(Items from a data source)

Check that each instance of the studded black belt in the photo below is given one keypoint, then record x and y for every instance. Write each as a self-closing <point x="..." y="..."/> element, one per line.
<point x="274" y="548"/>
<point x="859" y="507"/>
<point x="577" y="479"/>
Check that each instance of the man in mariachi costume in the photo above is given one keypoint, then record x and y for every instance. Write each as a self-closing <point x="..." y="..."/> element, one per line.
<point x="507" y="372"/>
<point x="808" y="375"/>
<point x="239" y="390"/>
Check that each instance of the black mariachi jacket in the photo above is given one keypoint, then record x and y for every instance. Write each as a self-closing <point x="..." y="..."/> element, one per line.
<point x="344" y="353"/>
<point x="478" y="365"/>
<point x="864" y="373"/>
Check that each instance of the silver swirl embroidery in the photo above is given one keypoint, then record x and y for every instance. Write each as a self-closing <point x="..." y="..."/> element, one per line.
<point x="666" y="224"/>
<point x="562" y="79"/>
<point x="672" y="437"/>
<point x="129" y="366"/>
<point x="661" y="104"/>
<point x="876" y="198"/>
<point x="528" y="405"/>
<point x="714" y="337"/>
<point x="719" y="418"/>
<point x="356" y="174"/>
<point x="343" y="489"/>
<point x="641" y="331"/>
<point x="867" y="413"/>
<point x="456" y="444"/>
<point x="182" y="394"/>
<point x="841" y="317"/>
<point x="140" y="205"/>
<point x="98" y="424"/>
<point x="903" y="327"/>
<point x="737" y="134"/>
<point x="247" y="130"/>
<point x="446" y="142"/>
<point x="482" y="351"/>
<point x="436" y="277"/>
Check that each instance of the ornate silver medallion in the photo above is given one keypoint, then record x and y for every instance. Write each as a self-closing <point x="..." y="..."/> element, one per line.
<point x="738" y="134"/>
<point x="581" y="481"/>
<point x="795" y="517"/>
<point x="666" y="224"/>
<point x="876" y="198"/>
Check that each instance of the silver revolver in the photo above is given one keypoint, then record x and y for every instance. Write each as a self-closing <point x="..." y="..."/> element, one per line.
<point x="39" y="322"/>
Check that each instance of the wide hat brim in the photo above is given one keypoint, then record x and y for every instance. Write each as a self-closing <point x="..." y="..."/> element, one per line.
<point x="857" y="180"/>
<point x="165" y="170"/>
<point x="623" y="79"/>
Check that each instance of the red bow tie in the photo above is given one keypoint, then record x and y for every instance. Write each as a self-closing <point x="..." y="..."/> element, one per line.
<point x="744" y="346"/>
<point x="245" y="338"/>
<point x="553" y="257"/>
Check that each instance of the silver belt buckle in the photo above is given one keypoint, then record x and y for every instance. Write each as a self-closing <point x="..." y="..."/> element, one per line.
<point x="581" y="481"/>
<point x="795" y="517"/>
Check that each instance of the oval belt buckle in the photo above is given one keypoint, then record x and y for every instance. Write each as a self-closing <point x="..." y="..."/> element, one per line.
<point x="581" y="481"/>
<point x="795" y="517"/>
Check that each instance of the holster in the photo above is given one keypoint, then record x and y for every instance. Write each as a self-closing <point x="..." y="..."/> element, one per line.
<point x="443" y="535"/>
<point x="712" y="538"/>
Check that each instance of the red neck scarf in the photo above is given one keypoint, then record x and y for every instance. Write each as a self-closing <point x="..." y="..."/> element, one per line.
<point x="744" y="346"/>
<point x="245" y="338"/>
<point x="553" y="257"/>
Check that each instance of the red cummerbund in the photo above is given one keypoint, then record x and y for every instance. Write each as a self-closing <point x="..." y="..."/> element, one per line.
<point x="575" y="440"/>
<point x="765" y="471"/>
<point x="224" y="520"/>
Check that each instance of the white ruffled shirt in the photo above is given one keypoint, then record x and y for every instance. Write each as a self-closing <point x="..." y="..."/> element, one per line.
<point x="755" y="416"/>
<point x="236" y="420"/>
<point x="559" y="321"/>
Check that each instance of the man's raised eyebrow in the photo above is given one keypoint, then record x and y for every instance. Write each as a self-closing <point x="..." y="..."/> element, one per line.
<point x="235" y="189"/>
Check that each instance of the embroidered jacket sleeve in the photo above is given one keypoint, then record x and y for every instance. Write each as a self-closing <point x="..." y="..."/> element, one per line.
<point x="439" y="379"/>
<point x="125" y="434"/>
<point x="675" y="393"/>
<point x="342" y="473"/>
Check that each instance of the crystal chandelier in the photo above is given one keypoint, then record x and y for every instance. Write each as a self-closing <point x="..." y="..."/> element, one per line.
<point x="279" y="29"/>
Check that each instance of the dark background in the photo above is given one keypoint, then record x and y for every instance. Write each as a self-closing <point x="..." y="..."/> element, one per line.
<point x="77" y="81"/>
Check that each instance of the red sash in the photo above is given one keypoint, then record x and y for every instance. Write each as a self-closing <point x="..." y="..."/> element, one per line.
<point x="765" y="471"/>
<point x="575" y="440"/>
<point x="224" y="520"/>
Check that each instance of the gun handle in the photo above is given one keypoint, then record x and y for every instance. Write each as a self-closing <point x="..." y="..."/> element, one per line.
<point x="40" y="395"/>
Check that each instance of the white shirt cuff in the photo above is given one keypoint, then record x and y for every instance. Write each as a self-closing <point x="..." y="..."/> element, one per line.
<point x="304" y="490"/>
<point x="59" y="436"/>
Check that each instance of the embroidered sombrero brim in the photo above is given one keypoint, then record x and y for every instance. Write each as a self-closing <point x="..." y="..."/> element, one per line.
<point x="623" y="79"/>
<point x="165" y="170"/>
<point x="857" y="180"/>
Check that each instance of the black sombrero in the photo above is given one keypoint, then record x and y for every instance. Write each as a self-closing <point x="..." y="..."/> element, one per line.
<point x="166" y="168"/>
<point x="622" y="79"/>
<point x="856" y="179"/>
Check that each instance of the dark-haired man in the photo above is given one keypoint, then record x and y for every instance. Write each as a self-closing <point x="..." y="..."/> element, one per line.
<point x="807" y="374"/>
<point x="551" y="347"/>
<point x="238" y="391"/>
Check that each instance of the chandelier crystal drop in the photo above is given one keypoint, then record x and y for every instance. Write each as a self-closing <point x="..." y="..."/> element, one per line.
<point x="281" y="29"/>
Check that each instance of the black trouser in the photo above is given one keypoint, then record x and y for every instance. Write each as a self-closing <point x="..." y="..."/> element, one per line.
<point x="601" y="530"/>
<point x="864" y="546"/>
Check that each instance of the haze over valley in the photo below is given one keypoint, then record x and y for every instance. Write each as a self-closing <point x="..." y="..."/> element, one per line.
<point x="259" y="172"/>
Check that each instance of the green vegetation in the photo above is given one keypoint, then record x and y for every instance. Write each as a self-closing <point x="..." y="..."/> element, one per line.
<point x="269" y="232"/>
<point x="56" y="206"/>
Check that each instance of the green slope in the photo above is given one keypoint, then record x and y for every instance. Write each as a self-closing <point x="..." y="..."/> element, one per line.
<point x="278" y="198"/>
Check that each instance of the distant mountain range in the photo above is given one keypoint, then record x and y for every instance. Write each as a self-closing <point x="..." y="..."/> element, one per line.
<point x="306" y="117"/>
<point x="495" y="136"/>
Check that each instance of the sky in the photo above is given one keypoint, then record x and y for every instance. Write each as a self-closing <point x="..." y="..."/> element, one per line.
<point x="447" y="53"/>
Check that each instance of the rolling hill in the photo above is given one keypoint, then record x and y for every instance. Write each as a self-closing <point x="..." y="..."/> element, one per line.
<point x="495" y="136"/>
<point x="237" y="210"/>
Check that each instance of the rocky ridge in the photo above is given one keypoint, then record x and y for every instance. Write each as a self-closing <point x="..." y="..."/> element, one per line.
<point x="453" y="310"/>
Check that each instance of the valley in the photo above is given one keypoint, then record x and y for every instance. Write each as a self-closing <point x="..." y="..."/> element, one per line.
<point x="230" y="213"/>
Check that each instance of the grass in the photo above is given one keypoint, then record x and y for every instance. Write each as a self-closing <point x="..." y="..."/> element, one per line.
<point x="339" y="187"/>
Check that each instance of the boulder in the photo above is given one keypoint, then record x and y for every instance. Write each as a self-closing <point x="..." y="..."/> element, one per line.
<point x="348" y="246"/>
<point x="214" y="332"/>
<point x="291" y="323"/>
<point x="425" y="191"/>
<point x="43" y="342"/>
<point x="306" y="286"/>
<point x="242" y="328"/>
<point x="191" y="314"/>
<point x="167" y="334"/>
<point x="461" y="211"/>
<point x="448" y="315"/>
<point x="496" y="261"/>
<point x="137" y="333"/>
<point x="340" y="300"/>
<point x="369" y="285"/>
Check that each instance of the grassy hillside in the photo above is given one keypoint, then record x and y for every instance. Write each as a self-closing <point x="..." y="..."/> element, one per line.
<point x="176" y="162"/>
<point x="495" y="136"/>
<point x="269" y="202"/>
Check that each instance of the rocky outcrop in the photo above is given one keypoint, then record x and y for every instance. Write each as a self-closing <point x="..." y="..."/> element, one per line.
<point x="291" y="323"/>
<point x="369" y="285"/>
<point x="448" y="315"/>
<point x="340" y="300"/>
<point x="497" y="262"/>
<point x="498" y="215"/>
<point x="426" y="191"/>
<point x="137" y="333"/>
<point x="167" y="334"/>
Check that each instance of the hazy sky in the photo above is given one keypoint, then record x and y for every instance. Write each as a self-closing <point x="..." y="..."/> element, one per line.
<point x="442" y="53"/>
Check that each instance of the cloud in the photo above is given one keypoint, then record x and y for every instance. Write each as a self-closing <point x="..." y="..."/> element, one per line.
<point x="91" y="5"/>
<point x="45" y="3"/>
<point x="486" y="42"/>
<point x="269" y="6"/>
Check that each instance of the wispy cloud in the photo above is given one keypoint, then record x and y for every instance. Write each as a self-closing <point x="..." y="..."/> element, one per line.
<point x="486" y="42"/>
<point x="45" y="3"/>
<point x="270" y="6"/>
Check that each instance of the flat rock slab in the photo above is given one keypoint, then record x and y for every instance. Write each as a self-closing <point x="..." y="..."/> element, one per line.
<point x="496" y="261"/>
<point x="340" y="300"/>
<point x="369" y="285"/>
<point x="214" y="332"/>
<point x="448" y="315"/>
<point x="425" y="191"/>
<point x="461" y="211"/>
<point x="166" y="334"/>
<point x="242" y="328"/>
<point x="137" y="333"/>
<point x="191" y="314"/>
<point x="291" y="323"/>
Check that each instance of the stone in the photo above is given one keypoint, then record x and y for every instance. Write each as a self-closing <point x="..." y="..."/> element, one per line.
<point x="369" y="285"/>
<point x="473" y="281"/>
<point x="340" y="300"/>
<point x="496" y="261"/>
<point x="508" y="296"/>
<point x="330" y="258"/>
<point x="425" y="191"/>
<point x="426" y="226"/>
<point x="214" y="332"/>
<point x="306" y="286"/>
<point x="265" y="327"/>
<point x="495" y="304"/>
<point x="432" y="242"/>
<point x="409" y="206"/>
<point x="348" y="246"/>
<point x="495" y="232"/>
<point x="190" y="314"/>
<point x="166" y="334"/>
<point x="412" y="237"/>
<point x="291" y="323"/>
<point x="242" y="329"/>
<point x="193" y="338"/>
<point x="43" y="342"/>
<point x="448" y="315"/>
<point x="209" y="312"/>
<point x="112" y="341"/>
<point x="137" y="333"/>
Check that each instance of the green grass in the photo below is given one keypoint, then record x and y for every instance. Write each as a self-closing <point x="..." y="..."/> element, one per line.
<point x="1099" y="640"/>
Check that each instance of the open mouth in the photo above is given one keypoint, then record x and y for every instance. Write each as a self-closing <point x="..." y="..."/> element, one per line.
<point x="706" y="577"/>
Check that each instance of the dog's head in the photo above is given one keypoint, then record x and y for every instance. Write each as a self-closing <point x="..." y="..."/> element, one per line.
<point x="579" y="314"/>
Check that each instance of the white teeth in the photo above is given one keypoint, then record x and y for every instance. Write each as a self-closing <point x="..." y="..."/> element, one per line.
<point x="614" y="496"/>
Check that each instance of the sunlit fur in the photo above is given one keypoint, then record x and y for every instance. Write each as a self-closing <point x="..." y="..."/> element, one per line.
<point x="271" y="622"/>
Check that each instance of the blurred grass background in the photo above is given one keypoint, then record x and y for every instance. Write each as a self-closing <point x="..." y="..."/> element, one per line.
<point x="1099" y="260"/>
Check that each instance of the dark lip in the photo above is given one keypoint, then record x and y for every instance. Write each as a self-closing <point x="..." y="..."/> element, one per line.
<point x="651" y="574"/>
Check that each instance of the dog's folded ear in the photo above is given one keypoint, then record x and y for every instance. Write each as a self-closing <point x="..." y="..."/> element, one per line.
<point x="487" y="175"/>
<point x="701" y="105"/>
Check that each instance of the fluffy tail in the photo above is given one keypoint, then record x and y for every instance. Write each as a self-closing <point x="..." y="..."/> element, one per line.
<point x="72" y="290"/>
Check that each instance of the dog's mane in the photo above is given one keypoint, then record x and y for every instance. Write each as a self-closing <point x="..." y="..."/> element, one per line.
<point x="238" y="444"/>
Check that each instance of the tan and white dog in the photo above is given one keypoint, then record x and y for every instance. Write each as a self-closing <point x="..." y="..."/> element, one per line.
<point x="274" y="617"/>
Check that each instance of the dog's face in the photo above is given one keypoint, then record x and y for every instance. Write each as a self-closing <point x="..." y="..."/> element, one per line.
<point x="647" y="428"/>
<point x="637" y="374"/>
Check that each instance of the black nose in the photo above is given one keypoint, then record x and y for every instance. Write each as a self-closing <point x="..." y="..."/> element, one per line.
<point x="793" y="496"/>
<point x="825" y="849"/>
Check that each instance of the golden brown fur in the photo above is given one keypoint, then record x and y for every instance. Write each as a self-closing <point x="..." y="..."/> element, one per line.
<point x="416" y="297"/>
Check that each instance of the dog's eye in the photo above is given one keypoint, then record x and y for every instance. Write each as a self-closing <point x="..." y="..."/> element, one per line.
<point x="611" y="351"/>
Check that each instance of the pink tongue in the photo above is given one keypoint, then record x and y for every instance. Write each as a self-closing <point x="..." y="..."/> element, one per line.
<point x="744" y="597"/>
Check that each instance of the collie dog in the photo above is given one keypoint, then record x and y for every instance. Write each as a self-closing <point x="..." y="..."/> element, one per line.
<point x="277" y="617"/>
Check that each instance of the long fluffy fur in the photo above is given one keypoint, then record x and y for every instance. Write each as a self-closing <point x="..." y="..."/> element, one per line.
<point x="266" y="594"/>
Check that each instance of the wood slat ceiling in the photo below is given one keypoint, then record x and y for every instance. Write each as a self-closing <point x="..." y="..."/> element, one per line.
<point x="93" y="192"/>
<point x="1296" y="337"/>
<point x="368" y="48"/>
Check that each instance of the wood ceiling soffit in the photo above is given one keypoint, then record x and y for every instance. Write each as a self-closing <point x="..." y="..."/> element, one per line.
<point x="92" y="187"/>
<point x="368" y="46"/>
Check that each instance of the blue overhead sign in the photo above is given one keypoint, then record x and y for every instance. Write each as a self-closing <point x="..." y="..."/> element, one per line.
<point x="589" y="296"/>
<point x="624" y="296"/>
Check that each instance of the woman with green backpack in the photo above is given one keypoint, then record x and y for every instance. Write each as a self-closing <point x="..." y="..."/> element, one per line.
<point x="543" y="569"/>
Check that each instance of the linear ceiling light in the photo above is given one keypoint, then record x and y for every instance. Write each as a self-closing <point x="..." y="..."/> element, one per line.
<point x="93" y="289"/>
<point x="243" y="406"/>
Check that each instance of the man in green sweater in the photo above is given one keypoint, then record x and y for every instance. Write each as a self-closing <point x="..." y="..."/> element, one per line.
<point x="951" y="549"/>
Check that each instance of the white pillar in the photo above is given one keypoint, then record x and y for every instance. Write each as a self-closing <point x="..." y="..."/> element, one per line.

### Given exercise
Put every line from the one holding "Check that each instance of the man in green" through the last line of the rows above, both ends included, into a numbered list. Leave out any blank lines.

### Response
1. Check that each instance of the man in green sweater in the photo above is given one keypoint, then record x and y for every instance. Write each as a self-closing <point x="..." y="..."/> element, one per line.
2. <point x="951" y="549"/>
3. Check that each instance of the white pillar in the photo above is given one keypoint, then record x and y for every instance. Write each as a self-closing <point x="..." y="..."/> element, one per line.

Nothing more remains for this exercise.